Stored data entries:
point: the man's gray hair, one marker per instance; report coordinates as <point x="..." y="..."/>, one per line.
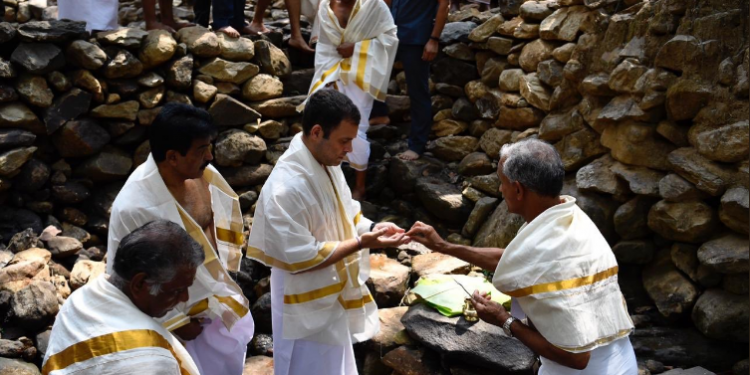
<point x="159" y="249"/>
<point x="535" y="164"/>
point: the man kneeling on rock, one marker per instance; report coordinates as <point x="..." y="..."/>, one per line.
<point x="559" y="270"/>
<point x="107" y="326"/>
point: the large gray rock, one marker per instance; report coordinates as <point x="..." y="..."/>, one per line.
<point x="722" y="315"/>
<point x="443" y="200"/>
<point x="734" y="209"/>
<point x="481" y="344"/>
<point x="726" y="254"/>
<point x="692" y="222"/>
<point x="38" y="58"/>
<point x="673" y="293"/>
<point x="499" y="229"/>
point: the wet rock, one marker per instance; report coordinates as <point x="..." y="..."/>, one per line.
<point x="65" y="108"/>
<point x="279" y="107"/>
<point x="404" y="174"/>
<point x="247" y="175"/>
<point x="642" y="181"/>
<point x="11" y="161"/>
<point x="123" y="111"/>
<point x="726" y="254"/>
<point x="518" y="118"/>
<point x="597" y="176"/>
<point x="199" y="41"/>
<point x="109" y="165"/>
<point x="262" y="87"/>
<point x="691" y="222"/>
<point x="272" y="60"/>
<point x="708" y="176"/>
<point x="564" y="24"/>
<point x="734" y="209"/>
<point x="180" y="73"/>
<point x="672" y="292"/>
<point x="722" y="315"/>
<point x="415" y="361"/>
<point x="456" y="32"/>
<point x="481" y="344"/>
<point x="579" y="148"/>
<point x="499" y="229"/>
<point x="130" y="38"/>
<point x="236" y="49"/>
<point x="34" y="306"/>
<point x="728" y="143"/>
<point x="629" y="141"/>
<point x="535" y="52"/>
<point x="388" y="281"/>
<point x="38" y="58"/>
<point x="438" y="264"/>
<point x="443" y="200"/>
<point x="227" y="111"/>
<point x="158" y="47"/>
<point x="453" y="148"/>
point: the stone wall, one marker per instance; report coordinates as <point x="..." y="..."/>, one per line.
<point x="647" y="103"/>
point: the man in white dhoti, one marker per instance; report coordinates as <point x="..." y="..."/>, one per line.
<point x="99" y="15"/>
<point x="312" y="233"/>
<point x="355" y="53"/>
<point x="178" y="184"/>
<point x="559" y="270"/>
<point x="107" y="326"/>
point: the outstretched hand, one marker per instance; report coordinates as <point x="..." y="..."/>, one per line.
<point x="489" y="310"/>
<point x="426" y="235"/>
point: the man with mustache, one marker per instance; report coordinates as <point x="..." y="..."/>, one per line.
<point x="177" y="183"/>
<point x="312" y="233"/>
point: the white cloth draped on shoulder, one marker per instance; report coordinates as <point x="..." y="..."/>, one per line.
<point x="100" y="331"/>
<point x="563" y="274"/>
<point x="304" y="211"/>
<point x="214" y="294"/>
<point x="372" y="30"/>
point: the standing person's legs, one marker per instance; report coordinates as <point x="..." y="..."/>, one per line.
<point x="417" y="80"/>
<point x="202" y="10"/>
<point x="257" y="25"/>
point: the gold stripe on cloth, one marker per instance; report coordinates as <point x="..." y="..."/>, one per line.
<point x="268" y="260"/>
<point x="356" y="303"/>
<point x="109" y="344"/>
<point x="564" y="284"/>
<point x="291" y="299"/>
<point x="230" y="302"/>
<point x="230" y="236"/>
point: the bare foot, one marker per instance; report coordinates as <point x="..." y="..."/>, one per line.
<point x="300" y="44"/>
<point x="256" y="28"/>
<point x="382" y="120"/>
<point x="158" y="26"/>
<point x="408" y="155"/>
<point x="229" y="31"/>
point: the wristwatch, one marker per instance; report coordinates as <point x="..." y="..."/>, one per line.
<point x="506" y="326"/>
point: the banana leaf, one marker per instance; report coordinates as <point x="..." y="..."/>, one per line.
<point x="443" y="293"/>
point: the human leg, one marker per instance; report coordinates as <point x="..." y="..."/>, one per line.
<point x="417" y="80"/>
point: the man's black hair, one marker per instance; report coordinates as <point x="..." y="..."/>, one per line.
<point x="328" y="108"/>
<point x="176" y="127"/>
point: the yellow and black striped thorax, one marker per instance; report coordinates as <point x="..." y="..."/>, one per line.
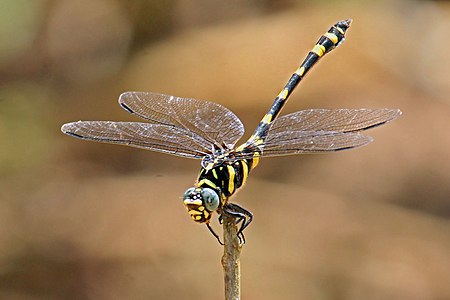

Work to complete: For each record above, write out its text exactly and skip any picture.

Answer section:
point: the man's gray hair, one marker per instance; report coordinates as <point x="..." y="..."/>, one per line.
<point x="159" y="249"/>
<point x="535" y="164"/>
point: the man kneeling on rock, one marker per instance; report coordinates as <point x="..." y="..."/>, one per line.
<point x="559" y="270"/>
<point x="107" y="326"/>
point: the large gray rock, one marker per instance; report coordinates as <point x="..." y="..."/>, one per line.
<point x="722" y="315"/>
<point x="443" y="200"/>
<point x="734" y="209"/>
<point x="481" y="344"/>
<point x="726" y="254"/>
<point x="692" y="222"/>
<point x="38" y="58"/>
<point x="673" y="293"/>
<point x="499" y="229"/>
point: the wet rock, one marker per instance; report coordinates as <point x="..." y="..."/>, one per line.
<point x="65" y="108"/>
<point x="279" y="107"/>
<point x="404" y="174"/>
<point x="247" y="175"/>
<point x="642" y="181"/>
<point x="11" y="161"/>
<point x="123" y="111"/>
<point x="726" y="254"/>
<point x="518" y="118"/>
<point x="597" y="176"/>
<point x="199" y="41"/>
<point x="109" y="165"/>
<point x="262" y="87"/>
<point x="691" y="222"/>
<point x="272" y="60"/>
<point x="708" y="176"/>
<point x="564" y="24"/>
<point x="734" y="209"/>
<point x="180" y="73"/>
<point x="672" y="292"/>
<point x="722" y="315"/>
<point x="415" y="361"/>
<point x="456" y="32"/>
<point x="481" y="344"/>
<point x="579" y="148"/>
<point x="499" y="229"/>
<point x="130" y="38"/>
<point x="236" y="49"/>
<point x="34" y="306"/>
<point x="728" y="143"/>
<point x="629" y="141"/>
<point x="535" y="52"/>
<point x="388" y="281"/>
<point x="38" y="58"/>
<point x="438" y="264"/>
<point x="443" y="200"/>
<point x="227" y="111"/>
<point x="158" y="47"/>
<point x="453" y="148"/>
point: the stone wall, one marker per instance; report coordinates as <point x="..." y="..."/>, one per line.
<point x="647" y="103"/>
point: the man in white dhoti, one marker per instance; report coordinates as <point x="..." y="..."/>, one per line.
<point x="99" y="15"/>
<point x="312" y="233"/>
<point x="355" y="53"/>
<point x="178" y="184"/>
<point x="559" y="270"/>
<point x="107" y="326"/>
point: the outstretched hand, one marker per instance; report coordinates as <point x="..." y="..."/>, one per line.
<point x="489" y="310"/>
<point x="426" y="235"/>
point: the man with mustache, one marker per instance; report coordinates as <point x="..." y="..."/>, one per line.
<point x="177" y="183"/>
<point x="312" y="233"/>
point: the white cloth draped on shoulder, one marker per instance; report coordinates as <point x="..." y="..."/>, one per line.
<point x="100" y="331"/>
<point x="563" y="274"/>
<point x="304" y="211"/>
<point x="214" y="294"/>
<point x="372" y="30"/>
point: the standing person's legs, one marker per instance; report coordinates as <point x="..." y="..."/>, one per line.
<point x="417" y="80"/>
<point x="202" y="10"/>
<point x="257" y="25"/>
point: the gold stripe on cloth, one marker per instance; report coordinates as <point x="..." y="..."/>, one per line.
<point x="268" y="260"/>
<point x="356" y="303"/>
<point x="109" y="344"/>
<point x="564" y="284"/>
<point x="291" y="299"/>
<point x="230" y="302"/>
<point x="230" y="236"/>
point: the bare foot, one marker per instance; report coordinates as <point x="..." y="..."/>, one per line.
<point x="300" y="44"/>
<point x="256" y="28"/>
<point x="382" y="120"/>
<point x="158" y="26"/>
<point x="408" y="155"/>
<point x="229" y="31"/>
point: the wristwatch, one marker per instance; report coordinates as <point x="..." y="..."/>, one per line.
<point x="506" y="326"/>
point: the banana leaf, one marker per instance; report coordinates as <point x="..." y="..."/>, one per line.
<point x="443" y="293"/>
point: the human leg, one marker per instance; report coordinates as <point x="..." y="..."/>, one per line.
<point x="417" y="80"/>
point: the man's black hair, one marker per instance; report coordinates as <point x="..." y="..."/>, one per line.
<point x="328" y="108"/>
<point x="176" y="127"/>
point: the yellow and black striped thorax, one marker per instance; report coordinates as <point x="..." y="..."/>, one per line.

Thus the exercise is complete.